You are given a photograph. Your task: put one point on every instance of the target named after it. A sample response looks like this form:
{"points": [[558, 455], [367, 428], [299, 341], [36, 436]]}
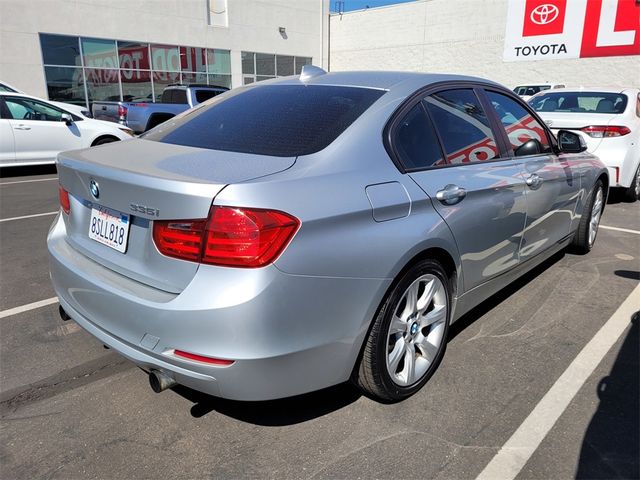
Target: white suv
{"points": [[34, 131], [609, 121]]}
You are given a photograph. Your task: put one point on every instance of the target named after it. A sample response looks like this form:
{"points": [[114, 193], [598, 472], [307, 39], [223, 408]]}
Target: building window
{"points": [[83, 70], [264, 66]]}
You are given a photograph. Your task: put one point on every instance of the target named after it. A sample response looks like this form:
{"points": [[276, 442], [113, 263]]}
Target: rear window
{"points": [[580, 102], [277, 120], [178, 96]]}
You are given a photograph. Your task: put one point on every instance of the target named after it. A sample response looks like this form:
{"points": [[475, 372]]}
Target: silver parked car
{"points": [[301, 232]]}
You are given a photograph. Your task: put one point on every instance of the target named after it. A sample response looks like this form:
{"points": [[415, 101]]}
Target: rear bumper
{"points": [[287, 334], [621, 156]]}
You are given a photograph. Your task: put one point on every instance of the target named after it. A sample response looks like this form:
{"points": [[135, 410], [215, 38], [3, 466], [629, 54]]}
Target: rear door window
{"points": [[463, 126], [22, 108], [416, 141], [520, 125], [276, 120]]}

########

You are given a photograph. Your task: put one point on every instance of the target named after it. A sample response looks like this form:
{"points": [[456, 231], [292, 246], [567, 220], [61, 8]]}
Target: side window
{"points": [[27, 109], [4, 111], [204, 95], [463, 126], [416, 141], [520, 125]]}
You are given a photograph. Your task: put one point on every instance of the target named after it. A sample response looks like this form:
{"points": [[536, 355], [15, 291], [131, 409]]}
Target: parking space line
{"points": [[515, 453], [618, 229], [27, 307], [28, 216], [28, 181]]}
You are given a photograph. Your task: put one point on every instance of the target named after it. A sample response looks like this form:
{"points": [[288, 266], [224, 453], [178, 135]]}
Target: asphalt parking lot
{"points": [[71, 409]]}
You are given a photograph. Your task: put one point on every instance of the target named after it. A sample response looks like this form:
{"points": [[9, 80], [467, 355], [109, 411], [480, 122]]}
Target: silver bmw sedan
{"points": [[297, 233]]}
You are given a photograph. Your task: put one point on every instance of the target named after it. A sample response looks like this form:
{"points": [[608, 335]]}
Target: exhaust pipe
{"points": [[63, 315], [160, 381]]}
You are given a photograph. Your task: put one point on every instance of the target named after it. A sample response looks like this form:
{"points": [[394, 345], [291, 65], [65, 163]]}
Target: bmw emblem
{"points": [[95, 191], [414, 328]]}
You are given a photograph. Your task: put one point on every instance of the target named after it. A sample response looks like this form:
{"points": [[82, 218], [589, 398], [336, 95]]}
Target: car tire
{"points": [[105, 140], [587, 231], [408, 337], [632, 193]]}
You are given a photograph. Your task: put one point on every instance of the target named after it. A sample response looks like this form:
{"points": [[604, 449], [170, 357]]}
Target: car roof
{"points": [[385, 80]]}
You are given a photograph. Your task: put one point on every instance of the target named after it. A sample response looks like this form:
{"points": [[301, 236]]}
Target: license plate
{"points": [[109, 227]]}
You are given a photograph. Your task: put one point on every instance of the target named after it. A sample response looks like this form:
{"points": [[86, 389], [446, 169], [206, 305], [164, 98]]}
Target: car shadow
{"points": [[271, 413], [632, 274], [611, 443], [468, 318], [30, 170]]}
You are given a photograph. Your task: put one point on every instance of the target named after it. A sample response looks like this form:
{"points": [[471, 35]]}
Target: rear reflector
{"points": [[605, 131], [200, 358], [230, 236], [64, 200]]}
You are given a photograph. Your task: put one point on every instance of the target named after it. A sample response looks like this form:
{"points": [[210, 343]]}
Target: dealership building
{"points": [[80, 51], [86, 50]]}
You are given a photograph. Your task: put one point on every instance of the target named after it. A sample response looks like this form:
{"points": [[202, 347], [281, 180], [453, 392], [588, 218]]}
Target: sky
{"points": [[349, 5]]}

########

* _Requirement_:
How many of the lines above contain the word "parking"? Case counts. Reply with the number only.

* _Correct output_:
2